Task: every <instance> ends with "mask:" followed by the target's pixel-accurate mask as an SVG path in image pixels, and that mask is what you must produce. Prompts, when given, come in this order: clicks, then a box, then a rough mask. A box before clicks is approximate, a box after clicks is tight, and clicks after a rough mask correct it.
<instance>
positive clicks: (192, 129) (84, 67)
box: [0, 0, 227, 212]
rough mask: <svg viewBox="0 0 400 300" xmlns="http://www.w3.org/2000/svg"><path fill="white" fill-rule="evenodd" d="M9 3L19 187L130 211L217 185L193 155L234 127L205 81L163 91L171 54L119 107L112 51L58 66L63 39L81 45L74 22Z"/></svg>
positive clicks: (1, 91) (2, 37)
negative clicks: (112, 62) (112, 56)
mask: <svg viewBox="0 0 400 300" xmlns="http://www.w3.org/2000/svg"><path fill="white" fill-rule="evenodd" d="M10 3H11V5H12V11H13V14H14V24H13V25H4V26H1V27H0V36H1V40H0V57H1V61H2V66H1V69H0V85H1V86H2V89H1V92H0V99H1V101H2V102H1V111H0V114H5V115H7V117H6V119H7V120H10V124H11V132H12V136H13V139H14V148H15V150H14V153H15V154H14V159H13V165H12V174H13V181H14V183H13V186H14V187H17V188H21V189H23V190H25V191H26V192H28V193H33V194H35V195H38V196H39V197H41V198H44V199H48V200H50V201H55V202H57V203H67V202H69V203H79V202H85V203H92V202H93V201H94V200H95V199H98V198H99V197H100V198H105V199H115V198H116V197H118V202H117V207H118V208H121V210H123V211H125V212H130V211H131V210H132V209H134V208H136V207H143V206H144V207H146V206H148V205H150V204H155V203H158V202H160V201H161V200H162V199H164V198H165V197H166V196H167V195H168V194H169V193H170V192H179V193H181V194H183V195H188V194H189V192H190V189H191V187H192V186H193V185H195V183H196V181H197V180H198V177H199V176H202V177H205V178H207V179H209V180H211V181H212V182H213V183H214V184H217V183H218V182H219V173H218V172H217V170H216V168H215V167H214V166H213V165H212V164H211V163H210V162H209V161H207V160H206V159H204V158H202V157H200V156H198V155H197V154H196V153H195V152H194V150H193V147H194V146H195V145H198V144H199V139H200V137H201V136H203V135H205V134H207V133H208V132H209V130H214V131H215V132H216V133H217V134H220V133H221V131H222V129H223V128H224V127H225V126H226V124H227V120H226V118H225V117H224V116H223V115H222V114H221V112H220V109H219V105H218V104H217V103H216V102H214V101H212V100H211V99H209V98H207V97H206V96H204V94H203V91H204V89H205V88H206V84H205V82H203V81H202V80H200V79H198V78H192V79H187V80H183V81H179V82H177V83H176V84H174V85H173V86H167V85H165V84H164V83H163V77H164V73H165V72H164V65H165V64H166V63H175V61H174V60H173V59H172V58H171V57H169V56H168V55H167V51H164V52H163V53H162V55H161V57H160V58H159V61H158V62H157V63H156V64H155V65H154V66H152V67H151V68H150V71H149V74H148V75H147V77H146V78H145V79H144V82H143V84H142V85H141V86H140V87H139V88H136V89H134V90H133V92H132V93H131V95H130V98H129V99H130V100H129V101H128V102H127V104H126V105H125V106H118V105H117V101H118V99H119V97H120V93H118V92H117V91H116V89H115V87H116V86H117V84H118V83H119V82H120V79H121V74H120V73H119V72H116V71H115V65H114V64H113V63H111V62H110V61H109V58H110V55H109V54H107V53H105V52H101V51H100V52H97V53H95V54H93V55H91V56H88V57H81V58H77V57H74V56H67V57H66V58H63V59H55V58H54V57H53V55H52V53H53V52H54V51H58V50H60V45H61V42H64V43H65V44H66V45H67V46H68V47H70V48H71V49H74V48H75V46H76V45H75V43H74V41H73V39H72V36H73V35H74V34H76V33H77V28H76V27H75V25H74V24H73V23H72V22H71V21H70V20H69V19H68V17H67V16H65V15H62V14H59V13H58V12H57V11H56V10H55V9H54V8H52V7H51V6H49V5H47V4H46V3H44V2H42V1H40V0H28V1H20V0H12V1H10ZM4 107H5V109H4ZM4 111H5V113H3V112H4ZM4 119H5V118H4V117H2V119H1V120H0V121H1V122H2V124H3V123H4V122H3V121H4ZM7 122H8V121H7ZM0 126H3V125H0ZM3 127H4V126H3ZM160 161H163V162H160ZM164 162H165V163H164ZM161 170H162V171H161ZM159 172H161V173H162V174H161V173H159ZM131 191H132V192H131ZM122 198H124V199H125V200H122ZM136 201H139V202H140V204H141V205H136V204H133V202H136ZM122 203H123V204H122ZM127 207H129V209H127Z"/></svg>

* * * * * * *

Task prompt
Word for word, transcribe all of the material.

Completed exercise
Task: every <instance> ends with "mask:" followed by the target's pixel-accurate mask as an SVG path in image pixels, and that mask is what you must produce. Prompts, when given, come in this order: clicks, then a box, then a rough mask. A box before clicks is approximate, a box after clicks is tight, and clicks after a rough mask correct it.
<instance>
positive clicks: (192, 129) (84, 67)
box: [0, 0, 227, 212]
rough mask: <svg viewBox="0 0 400 300" xmlns="http://www.w3.org/2000/svg"><path fill="white" fill-rule="evenodd" d="M9 3L19 187L130 211L217 185L193 155L234 127L205 81L163 91L171 54L119 107L112 51L58 66L63 39L81 45L74 22Z"/></svg>
positive clicks: (1, 91) (2, 37)
negative clicks: (112, 62) (112, 56)
mask: <svg viewBox="0 0 400 300" xmlns="http://www.w3.org/2000/svg"><path fill="white" fill-rule="evenodd" d="M10 3H11V5H12V11H13V14H14V24H13V25H4V26H1V27H0V36H1V40H0V57H1V61H2V66H1V69H0V85H1V86H2V89H1V92H0V99H1V101H2V102H1V111H0V114H5V115H7V117H6V119H7V120H10V124H11V132H12V136H13V139H14V148H15V150H14V153H15V154H14V159H13V165H12V174H13V181H14V183H13V186H14V187H17V188H21V189H23V190H25V191H26V192H28V193H33V194H35V195H38V196H39V197H41V198H44V199H48V200H50V201H55V202H57V203H67V202H69V203H79V202H85V203H92V202H93V201H94V200H95V199H98V198H99V197H100V198H105V199H115V198H116V197H118V202H117V207H118V208H121V210H123V211H125V212H130V211H131V210H132V209H134V208H136V207H143V206H144V207H146V206H148V205H150V204H155V203H158V202H160V201H161V200H162V199H164V198H165V197H166V196H167V195H168V194H169V193H170V192H179V193H181V194H183V195H188V194H189V192H190V189H191V187H192V186H193V185H195V183H196V181H197V180H198V177H199V176H202V177H205V178H207V179H209V180H211V181H212V182H213V183H214V184H217V183H218V182H219V173H218V172H217V170H216V168H215V167H214V166H213V165H212V164H211V163H210V162H209V161H207V160H206V159H204V158H202V157H200V156H198V155H197V154H196V153H195V152H194V150H193V147H194V146H195V145H198V144H199V139H200V137H201V136H203V135H205V134H207V133H208V132H209V130H214V131H215V132H216V133H217V134H220V133H221V131H222V129H223V128H224V127H225V126H226V124H227V120H226V118H225V117H224V116H223V115H222V114H221V112H220V109H219V105H218V104H217V103H216V102H214V101H212V100H211V99H209V98H207V97H206V96H204V94H203V91H204V89H205V88H206V84H205V82H203V81H202V80H200V79H198V78H192V79H187V80H183V81H179V82H177V83H176V84H174V85H173V86H167V85H165V84H164V83H163V77H164V73H165V72H164V65H165V64H166V63H175V61H174V60H173V59H172V58H171V57H169V56H168V55H167V51H164V52H163V53H162V55H161V57H160V58H159V61H158V62H157V63H156V64H155V65H154V66H152V67H151V68H150V71H149V74H148V75H147V77H146V78H145V79H144V82H143V84H142V85H141V86H140V87H139V88H136V89H134V90H133V92H132V93H131V95H130V98H129V99H130V100H129V101H128V102H127V104H126V105H125V106H118V105H117V101H118V99H119V97H120V93H118V92H117V91H116V89H115V87H116V86H117V84H118V83H119V82H120V79H121V74H120V73H119V72H116V71H115V65H114V64H113V63H111V62H110V61H109V58H110V55H109V54H107V53H105V52H101V51H100V52H97V53H95V54H93V55H91V56H88V57H81V58H77V57H74V56H67V57H66V58H63V59H55V58H54V57H53V55H52V53H53V52H54V51H58V50H60V45H61V42H64V43H65V44H66V45H67V46H68V47H70V48H71V49H74V48H75V46H76V45H75V43H74V41H73V39H72V36H73V35H74V34H76V33H77V28H76V27H75V25H74V24H73V23H72V22H71V21H70V20H69V19H68V17H67V16H65V15H62V14H59V13H58V12H57V11H56V10H55V9H54V8H52V7H51V6H49V5H47V4H46V3H44V2H42V1H40V0H28V1H20V0H12V1H10ZM4 107H5V109H4ZM4 111H5V113H3V112H4ZM4 119H5V118H4V117H2V119H1V120H0V121H1V122H2V124H3V123H4V122H3V121H4ZM7 122H8V121H7ZM0 126H3V125H0ZM3 127H4V126H3ZM160 161H163V162H160ZM164 162H165V163H164ZM161 170H162V171H161ZM159 172H161V173H162V174H161V173H159ZM131 191H132V192H131ZM122 198H124V199H125V200H122ZM136 201H139V202H140V204H141V205H136V204H133V202H136ZM122 203H123V204H122ZM127 207H129V209H127Z"/></svg>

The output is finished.